## Text to read
--- Begin ---
Categories: Crawling, indexing & ranking :

Crawling Errors for pages that Don't Exist // Google crawling fake pages // 404 Not Found Errors ::: Auto-Response :::

Showing 1-3 of 3 messages
Crawling Errors for pages that Don't Exist // Google crawling fake pages // 404 Not Found Errors ::: Auto-Response ::: Autocrat 12/4/10 10:26 AM
Please - do Not post your questions in this topic!
------------------------------------------------------------

This is an Auto-Response for the (Very!) common question/issue about Bad/Wrong/Non-Existant URLs being Requested/Crawled by Google.
This would incldue the following;

* Google requesting URLs that don't exist
* Google requesting pages taht don't exist
* GoogleBot requesting URLs that don't exist
* GoogleBot requesting pages that don't exist
* Google reporting 404 Errors for URLs I don't have
* Google reporting 404 Errors for pages I don't have
* Why is Google crawling pages that don't exist
* Why is Google requesting pages that don't exist
* Why is Google crawling URLs that don't exist
* Why is Google requesting URLs that don't exist
* Why is GoogleBot crawling pages that don't exist
* Why is GoogleBot requesting pages that don't exist
* Why is GoogleBot crawling URLs that don't exist
* Why is GoogleBot requesting URLs that don't exist
* Where is Google getting these bad URLs from
* Where is Google getting these bad Pages from
* I don't have these pages - why is Google trying to crawl them
* I don't have these pages - why is GoogleBot trying to crawl them
* Page not found Errors - for URLs that are wrong
* Page not found Errors - for URLs that don't exist
* Page not found Errors - for pages that don't exist
* Crawling Error reported - URL doesn't exist - why is Google crawling it

etc. etc. etc.

---------------------------------------------------------------------


NOTE:

This is a "general auto-response" post.

This is Not a Topic for discussion;

It is a point of reference to save having to type the same answer repeatedly due to the sheer number of times this question is asked and is meant as an aid for people that don't seem search/read the various other posts regarding this topic.
Thank you for taking the time to read this Auto-Response.

Please - do Not post your questions in this topic!

2010-12-09

Appendment  (09/12/2010):  No 404s - but the URLs are wrong/don't exist!
Re: Crawling Errors for pages that Don't Exist // Google crawling fake pages // 404 Not Found Errors ::: Auto-Response ::: Autocrat 12/4/10 10:28 AM
Please - do Not post your questions in this topic!
-----------------------------------------------------------


=============   Google Crawls   =============

Well - that's the basic principal of a web-crawler ... it crawls things.
This means that G has obtained a URL (somehow) and noted it down ... then tried to crawl it at somepoint.


=============   How does it get URLs?   =============

Primarily - from Links ... those on your site and on other sites.

Additionally, there are Sitemaps, and it may try to "extract" a URL from code such as JavaScript, Frames etc.
--- End ---
## Short problem 1
Please answer these from the forum thread:
(a) What name are both messages posted under?
(b) What kind of post does the NOTE call this one?
(c) Under "Google Crawls," what has G done with a URL before trying to crawl it?
## Short problem 2
From the forum thread, list every source it gives for the URLs Google gets.

## Dataset excerpt
--- Begin ---
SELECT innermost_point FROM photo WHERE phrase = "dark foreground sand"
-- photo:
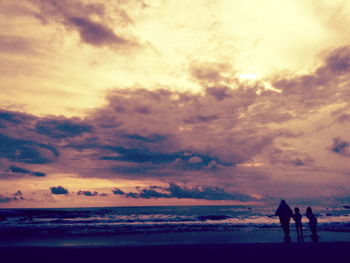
--- End ---
## Task response 1
(a) Autocrat
(b) A "general auto-response" post
(c) It has obtained the URL and noted it down.

## Task response 2
- Links, both on your site and on other sites
- Sitemaps
- Code such as JavaScript
- Frames